TASK DIRECTIONS =>
Find the line that contains "Description: green foliage". Restate it and each following line exactly, through the end of the records.

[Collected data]
# # # #
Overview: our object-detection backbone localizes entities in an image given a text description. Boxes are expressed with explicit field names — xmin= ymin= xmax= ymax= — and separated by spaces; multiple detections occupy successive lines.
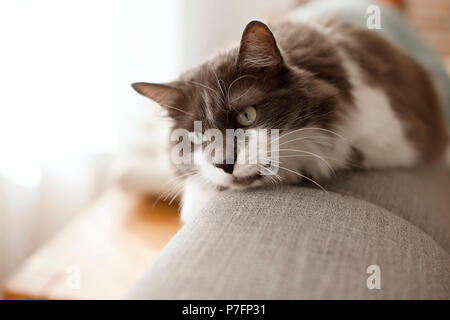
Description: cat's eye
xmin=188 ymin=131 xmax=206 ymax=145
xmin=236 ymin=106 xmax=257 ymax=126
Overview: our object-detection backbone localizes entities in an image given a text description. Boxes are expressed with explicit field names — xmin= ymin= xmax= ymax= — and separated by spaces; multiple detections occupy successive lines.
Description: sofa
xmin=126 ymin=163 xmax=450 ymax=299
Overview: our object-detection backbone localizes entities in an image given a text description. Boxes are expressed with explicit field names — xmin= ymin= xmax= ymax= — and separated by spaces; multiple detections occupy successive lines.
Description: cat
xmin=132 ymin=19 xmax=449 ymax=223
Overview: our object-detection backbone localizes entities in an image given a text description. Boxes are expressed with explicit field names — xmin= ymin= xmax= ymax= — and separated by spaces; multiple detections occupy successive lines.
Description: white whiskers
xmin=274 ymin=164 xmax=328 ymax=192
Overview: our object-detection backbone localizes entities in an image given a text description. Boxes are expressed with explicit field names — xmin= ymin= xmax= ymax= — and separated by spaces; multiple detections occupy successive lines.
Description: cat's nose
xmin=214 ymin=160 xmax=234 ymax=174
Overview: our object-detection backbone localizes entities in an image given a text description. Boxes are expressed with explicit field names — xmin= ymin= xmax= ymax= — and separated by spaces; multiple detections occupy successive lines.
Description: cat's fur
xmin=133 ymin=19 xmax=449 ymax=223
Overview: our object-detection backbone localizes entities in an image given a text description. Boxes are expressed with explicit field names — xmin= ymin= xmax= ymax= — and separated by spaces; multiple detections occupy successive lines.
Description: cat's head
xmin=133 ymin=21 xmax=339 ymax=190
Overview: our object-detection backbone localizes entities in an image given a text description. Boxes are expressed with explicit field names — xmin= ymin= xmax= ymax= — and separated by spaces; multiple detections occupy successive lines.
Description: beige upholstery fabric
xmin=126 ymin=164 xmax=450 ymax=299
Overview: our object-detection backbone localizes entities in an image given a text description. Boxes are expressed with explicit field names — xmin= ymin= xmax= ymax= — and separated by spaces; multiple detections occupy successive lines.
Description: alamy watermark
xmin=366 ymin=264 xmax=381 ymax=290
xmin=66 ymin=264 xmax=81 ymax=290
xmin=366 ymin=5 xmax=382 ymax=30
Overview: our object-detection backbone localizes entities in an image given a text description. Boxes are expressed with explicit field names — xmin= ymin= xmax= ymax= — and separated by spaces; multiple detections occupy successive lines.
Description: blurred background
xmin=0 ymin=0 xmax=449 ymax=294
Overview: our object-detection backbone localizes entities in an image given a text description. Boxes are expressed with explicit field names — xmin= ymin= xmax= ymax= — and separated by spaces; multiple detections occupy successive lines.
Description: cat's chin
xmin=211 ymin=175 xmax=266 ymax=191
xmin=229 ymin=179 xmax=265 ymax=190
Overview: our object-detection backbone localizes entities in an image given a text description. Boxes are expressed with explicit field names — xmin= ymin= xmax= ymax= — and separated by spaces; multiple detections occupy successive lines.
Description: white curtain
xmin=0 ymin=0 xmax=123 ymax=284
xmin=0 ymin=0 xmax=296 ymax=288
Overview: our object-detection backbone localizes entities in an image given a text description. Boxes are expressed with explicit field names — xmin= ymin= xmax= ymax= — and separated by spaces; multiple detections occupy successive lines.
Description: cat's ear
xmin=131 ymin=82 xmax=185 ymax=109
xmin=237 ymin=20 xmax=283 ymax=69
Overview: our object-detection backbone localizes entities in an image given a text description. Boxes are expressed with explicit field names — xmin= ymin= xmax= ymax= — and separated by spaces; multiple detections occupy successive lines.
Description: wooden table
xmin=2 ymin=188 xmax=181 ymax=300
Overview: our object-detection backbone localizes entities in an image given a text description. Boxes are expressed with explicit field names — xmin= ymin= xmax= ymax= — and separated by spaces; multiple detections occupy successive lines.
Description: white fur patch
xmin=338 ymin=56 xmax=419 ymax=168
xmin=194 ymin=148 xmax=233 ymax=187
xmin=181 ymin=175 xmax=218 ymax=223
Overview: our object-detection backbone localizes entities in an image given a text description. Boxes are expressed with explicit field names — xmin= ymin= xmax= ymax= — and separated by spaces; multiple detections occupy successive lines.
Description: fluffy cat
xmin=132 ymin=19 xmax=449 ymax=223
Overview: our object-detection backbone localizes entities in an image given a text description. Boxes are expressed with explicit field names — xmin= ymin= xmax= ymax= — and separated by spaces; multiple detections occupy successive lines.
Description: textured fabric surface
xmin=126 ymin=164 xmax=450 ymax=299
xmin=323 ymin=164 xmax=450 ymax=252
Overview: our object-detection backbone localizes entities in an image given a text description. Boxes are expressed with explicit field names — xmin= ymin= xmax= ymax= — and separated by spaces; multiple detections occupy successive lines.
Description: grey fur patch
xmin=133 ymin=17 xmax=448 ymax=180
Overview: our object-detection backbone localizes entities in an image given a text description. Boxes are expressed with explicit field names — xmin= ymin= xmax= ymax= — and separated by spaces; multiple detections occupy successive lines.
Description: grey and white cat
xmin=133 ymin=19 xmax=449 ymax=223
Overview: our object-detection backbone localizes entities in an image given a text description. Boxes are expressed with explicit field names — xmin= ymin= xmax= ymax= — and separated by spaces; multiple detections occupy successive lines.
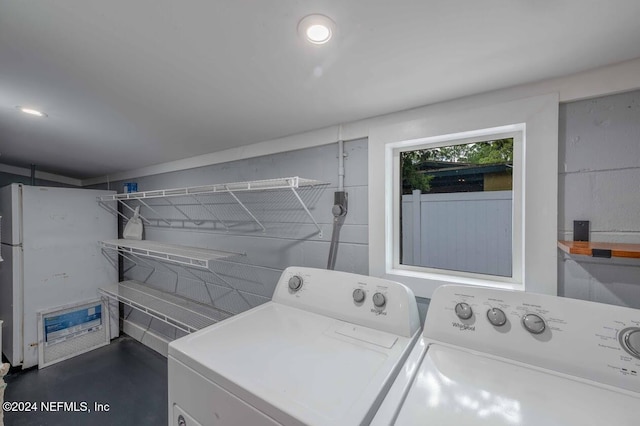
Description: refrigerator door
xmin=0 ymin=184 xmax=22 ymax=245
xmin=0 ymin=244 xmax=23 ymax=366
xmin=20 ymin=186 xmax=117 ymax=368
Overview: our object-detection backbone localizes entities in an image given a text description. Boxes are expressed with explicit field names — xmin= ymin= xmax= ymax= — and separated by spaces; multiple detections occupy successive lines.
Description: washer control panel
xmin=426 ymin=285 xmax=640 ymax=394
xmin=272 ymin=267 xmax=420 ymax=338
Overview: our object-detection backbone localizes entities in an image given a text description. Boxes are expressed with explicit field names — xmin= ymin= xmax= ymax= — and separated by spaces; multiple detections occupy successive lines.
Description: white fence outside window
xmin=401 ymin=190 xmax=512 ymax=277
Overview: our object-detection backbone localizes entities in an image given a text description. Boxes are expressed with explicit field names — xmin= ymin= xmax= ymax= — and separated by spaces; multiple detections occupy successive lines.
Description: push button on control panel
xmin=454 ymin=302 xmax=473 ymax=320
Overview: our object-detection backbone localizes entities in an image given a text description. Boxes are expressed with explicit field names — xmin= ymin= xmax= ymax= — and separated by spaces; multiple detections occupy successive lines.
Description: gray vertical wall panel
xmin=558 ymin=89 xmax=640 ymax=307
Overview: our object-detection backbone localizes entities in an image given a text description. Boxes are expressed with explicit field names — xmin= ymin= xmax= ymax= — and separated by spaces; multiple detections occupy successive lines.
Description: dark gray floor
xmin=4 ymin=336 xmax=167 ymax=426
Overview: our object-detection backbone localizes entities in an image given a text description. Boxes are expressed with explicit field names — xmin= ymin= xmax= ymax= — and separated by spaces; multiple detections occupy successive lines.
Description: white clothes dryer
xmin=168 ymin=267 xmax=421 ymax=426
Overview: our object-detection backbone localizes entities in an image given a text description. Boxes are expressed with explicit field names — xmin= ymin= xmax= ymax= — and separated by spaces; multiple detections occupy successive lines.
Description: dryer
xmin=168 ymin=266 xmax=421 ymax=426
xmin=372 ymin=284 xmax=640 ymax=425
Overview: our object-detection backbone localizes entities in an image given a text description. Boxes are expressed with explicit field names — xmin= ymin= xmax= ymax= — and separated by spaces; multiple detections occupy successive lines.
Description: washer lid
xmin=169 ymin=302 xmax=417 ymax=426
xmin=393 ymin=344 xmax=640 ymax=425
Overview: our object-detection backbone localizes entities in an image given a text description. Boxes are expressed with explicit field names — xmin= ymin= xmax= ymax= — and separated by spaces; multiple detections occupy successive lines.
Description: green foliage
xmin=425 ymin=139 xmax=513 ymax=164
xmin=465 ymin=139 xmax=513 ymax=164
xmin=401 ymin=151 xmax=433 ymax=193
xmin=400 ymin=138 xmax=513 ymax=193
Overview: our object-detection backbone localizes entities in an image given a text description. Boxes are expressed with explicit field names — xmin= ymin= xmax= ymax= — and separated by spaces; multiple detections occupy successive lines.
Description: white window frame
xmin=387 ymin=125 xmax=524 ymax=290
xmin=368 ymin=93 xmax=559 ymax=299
# # # #
ANSWER TO THE PROBLEM =>
Description: green foliage
xmin=425 ymin=139 xmax=513 ymax=164
xmin=465 ymin=139 xmax=513 ymax=164
xmin=401 ymin=151 xmax=433 ymax=193
xmin=400 ymin=138 xmax=513 ymax=193
Overview: our object-detection backbone localizes entities in an image given a text description. Boxes are expressed with explicit field names — xmin= ymin= xmax= ymax= — and separated by spaces; multiple detections occupy successive lines.
Description: white window frame
xmin=387 ymin=125 xmax=524 ymax=290
xmin=368 ymin=93 xmax=559 ymax=299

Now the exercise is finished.